• PASSAGE TO READ
_ _ _ _ _ _ _
Freight railway in Perth, Western Australia

The Kwinana freight railway lines are a network of railways predominantly servicing the heavy industrial areas at Kwinana Beach south of Perth and to provide for the transport of freight servicing Fremantle Harbour, Kewdale Intermodal Facility and other freight destinations in Perth. While some lines were constructed in the 1900s, most of the network was constructed in the 1950s and 1960s.

Arc Infrastructure leases the majority of the network, with the exception of privately owned spur lines.

==Route components==

The Kwinana and Forrestfield freight rail network comprises several sections of lines including sections which have now been closed, existing and proposed, which are described below.

===Robbs Jetty–Kwinana===

After 1898 the Fremantle railway line terminated at Robbs Jetty in North Coogee. On 1 July 1903 the line was extended south along the coast to Coogee servicing Woodman Point. On 19 December 1955 the line was extended to Kwinana to provide a rail service to the Kwinana Oil Refinery

The line was made redundant by the later construction of the freight line further east, and on 16 September 1973 the section between Coogee and Naval Base (north of the Alcoa refinery) was closed. The section between Robbs Jetty and Coogee closed in February 1986.

===Robbs Jetty–Armadale===

A line between Robbs Jetty and Jandakot (including Spearwood) was opened in 1906, and the line was extended to Armadale in 1907 as a means of providing transport for agricultural goods in the Forrestdale area to Fremantle Harbour.

With the construction of a new railway line between Kewdale and Cockburn, the Jandakot to Armadale section closed on 23 January 1964, followed by Bibra Lake to Jandakot on 6 June 1966. The Spearwood to Bibra Lake section was retained to serve CBH Group and Elders Limited sidings until it too closed in 1991.

The section between Robbs Jetty and Spearwood remains in use today.

===Spearwood–Cockburn Cement===
A branch line was constructed off the Robbs Jetty–Armadale line at Spearwood to link with the Cockburn Cement plant in Munster in 1961.

The line now forms part of the main freight line between Kwinana and Fremantle.

===Midland Junction–Kewdale–Welshpool===
A freight railway was constructed between the Midland line west of the Midland Junction railway station and the Armadale line at Welshpool in 1957. The line provided access to the Kewdale Intermodal Facility - a major (if not the main) rail freight terminal in Perth.

The section between Kewdale and Welshpool is now closed. The rest of the line was replaced in 1968 by a new route to the east of the new Forrestfield Marshalling Yard.

===Kewdale–Kwinana and the East–West Australia rail corridor===

Prior to the 1960s, the majority of railways constructed in Western Australia were built at narrow gauge, with the exception of the standard gauge Trans-Australian Railway linking Western Australia with South Australia at Kalgoorlie. In 1961 the Western Australian Government passed the Railways (Standard Gauge) Construction Act 1961 to construct a standard gauge railway between Perth and Kalgoorlie to facilitate the movement of interstate freight.

The following new railways were constructed and existing railways upgraded to dual gauge, with construction complete by 3 August 1968
- The Midland Junction–Kewdale line was converted to dual gauge and then rerouted around the new Forrestfield Marshalling Yard.
_ _ _ _ _ _ _
• STORED DATA
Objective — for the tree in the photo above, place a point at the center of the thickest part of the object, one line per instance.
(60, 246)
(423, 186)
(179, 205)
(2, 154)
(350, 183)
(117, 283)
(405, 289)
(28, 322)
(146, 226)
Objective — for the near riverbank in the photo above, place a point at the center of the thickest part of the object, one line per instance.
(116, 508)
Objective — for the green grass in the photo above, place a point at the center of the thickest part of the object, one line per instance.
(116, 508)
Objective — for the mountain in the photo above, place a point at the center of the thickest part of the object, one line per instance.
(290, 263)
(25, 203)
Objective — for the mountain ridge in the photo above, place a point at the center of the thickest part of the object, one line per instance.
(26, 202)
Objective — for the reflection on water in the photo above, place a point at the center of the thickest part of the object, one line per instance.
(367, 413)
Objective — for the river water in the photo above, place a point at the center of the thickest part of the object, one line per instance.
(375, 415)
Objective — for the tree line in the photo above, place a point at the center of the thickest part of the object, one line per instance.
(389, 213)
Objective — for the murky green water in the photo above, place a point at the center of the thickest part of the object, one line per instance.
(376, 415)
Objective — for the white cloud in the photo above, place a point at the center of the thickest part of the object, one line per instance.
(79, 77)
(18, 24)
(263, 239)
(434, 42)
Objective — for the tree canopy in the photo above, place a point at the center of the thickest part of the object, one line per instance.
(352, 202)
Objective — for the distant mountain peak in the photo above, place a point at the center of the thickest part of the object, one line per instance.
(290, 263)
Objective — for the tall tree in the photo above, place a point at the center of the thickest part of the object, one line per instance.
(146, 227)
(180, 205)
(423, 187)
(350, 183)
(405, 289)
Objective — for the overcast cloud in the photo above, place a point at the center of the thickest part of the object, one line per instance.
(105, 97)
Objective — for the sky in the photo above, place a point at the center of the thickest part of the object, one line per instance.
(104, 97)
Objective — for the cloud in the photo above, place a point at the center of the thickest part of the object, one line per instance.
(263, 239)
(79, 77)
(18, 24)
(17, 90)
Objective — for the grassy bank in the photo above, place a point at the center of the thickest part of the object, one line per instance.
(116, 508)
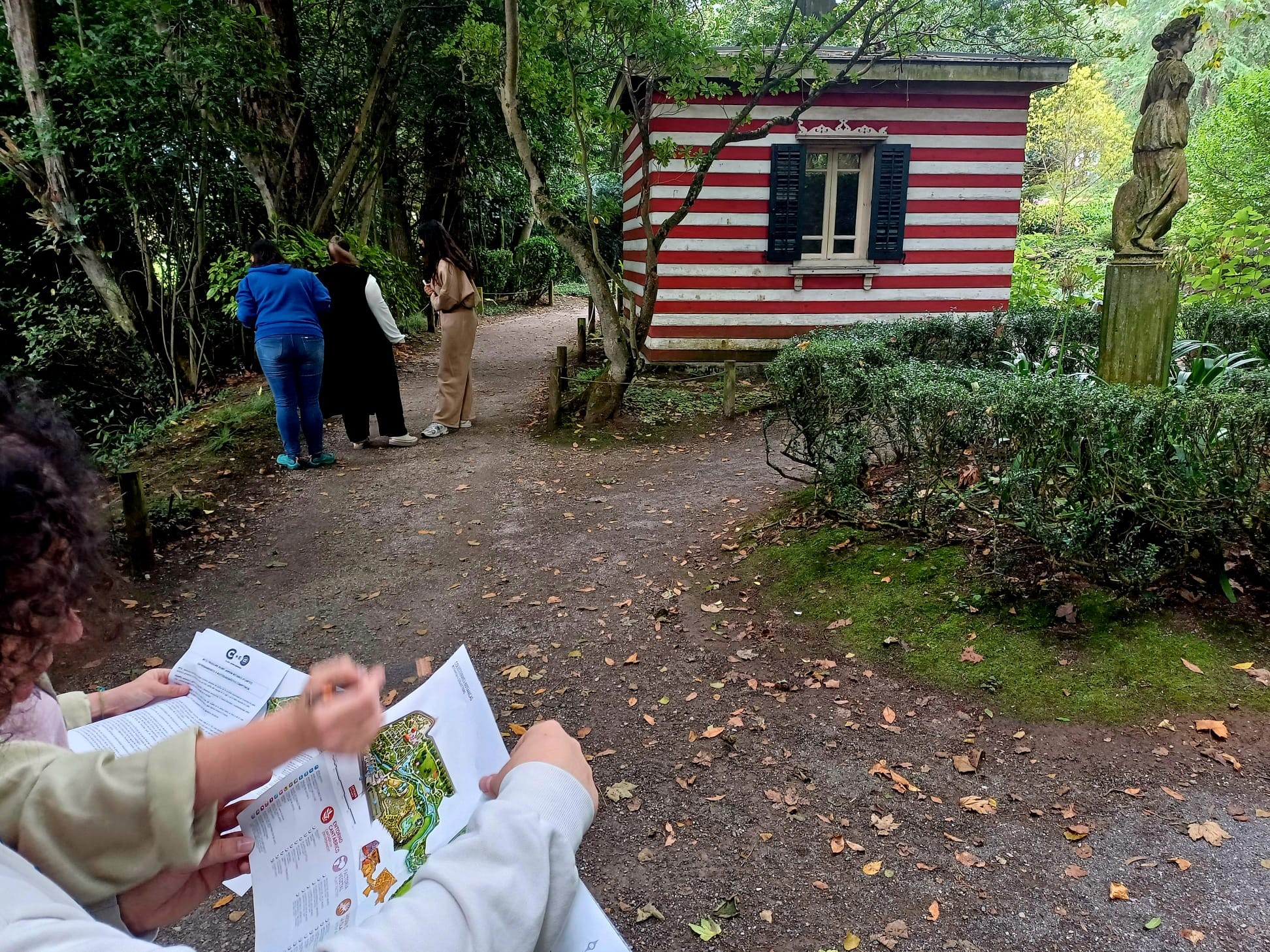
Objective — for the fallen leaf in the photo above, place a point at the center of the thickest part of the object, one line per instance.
(1216, 727)
(623, 790)
(1209, 832)
(706, 929)
(978, 805)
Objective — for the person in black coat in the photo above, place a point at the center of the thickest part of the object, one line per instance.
(360, 377)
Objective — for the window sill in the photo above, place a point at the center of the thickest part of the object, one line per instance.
(799, 270)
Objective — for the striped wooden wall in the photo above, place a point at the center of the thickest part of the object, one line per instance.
(718, 291)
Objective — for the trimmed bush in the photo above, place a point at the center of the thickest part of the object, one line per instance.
(1122, 484)
(496, 266)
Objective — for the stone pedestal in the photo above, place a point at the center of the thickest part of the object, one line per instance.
(1139, 313)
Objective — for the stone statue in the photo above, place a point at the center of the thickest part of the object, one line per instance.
(1146, 204)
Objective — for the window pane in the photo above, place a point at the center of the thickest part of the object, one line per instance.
(846, 204)
(812, 202)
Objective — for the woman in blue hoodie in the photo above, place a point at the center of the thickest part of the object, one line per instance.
(284, 306)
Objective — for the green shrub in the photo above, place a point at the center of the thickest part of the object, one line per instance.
(496, 266)
(536, 259)
(1123, 484)
(1243, 325)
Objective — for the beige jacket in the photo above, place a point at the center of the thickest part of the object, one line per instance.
(451, 289)
(97, 824)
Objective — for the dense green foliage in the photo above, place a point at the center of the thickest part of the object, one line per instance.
(1123, 484)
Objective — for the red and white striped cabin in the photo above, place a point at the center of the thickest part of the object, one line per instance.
(897, 195)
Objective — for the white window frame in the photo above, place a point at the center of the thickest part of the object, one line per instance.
(864, 206)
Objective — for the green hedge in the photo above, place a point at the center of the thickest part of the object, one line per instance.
(1123, 484)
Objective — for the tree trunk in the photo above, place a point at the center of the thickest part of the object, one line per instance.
(52, 188)
(321, 216)
(280, 150)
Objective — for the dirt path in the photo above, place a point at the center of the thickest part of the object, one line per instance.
(532, 550)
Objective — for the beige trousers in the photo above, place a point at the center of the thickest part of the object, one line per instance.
(455, 373)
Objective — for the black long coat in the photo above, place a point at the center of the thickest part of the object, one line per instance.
(359, 372)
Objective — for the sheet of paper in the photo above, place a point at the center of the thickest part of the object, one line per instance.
(293, 684)
(328, 855)
(229, 684)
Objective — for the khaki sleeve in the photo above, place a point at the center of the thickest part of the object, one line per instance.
(450, 286)
(75, 710)
(97, 824)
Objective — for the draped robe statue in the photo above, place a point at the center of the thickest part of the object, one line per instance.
(1146, 204)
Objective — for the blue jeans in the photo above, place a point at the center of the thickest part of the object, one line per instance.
(293, 364)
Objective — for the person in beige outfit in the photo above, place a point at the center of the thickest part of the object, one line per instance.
(453, 296)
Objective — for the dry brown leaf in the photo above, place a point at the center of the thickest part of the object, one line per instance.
(1216, 727)
(978, 805)
(1209, 832)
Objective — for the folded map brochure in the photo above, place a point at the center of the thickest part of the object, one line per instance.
(338, 837)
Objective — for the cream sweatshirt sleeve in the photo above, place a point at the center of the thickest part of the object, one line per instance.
(380, 309)
(506, 885)
(97, 824)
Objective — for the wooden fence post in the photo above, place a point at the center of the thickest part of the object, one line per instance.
(558, 386)
(136, 522)
(729, 389)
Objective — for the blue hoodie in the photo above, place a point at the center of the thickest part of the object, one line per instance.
(277, 298)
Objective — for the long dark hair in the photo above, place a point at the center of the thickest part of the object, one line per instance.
(438, 244)
(51, 531)
(265, 251)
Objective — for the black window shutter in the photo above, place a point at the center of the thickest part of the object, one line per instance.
(784, 227)
(889, 204)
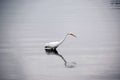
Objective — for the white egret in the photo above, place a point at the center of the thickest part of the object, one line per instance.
(54, 45)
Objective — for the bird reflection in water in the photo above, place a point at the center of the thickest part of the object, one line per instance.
(55, 52)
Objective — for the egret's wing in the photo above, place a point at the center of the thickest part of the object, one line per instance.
(52, 44)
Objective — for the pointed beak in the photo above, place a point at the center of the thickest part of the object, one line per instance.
(74, 35)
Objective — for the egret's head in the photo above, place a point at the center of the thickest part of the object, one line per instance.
(72, 34)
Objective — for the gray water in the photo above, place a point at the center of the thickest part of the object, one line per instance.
(25, 26)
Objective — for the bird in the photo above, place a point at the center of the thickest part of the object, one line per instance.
(56, 44)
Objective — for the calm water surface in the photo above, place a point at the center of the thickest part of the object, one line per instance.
(25, 26)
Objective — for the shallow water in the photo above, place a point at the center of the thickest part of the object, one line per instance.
(25, 26)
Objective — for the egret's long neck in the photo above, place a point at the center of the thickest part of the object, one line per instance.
(63, 39)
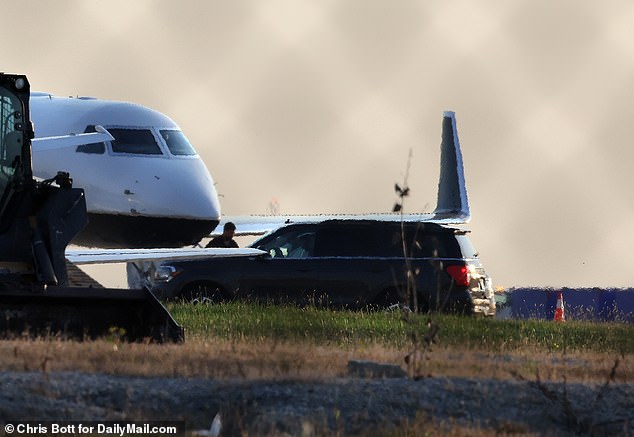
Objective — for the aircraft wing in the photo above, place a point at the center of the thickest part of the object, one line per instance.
(452, 206)
(102, 256)
(255, 225)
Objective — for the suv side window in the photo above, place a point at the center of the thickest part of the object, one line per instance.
(348, 240)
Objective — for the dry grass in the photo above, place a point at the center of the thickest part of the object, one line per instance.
(268, 359)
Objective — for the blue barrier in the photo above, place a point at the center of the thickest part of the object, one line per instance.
(596, 304)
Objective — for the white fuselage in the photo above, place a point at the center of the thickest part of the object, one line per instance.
(138, 176)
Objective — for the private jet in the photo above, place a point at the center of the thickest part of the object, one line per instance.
(145, 188)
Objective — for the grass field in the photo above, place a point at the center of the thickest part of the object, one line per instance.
(240, 340)
(242, 321)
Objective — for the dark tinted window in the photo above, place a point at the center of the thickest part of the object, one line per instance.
(348, 240)
(134, 141)
(177, 142)
(96, 148)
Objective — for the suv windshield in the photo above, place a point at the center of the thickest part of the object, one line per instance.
(295, 243)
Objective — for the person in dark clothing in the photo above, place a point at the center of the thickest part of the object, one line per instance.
(226, 238)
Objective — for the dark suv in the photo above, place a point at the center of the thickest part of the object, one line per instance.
(344, 263)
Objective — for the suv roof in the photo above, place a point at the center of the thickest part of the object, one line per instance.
(375, 238)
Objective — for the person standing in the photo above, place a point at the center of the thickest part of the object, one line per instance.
(225, 239)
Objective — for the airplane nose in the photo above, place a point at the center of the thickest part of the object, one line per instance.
(174, 188)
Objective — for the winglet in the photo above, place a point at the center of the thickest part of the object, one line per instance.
(452, 202)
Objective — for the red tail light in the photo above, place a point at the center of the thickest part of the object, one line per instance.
(460, 274)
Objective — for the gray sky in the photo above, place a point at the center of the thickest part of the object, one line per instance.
(317, 103)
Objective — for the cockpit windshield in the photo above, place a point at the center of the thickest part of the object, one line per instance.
(11, 117)
(177, 142)
(134, 141)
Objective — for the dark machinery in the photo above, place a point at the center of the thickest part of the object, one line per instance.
(37, 222)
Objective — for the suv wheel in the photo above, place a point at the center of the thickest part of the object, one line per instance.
(202, 293)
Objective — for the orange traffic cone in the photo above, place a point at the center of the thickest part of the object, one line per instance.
(560, 316)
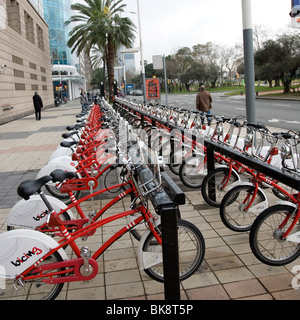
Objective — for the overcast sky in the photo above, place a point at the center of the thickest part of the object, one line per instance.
(168, 25)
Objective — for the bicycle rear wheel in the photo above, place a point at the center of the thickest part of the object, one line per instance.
(54, 190)
(215, 185)
(191, 246)
(34, 289)
(233, 210)
(192, 171)
(266, 240)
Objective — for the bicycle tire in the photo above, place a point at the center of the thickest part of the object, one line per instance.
_ _ _ _ _ _ _
In the text on the Kwinana freight railway, when did the section between Robbs Jetty and Coogee close? The lines above were taken from a separate source.

February 1986.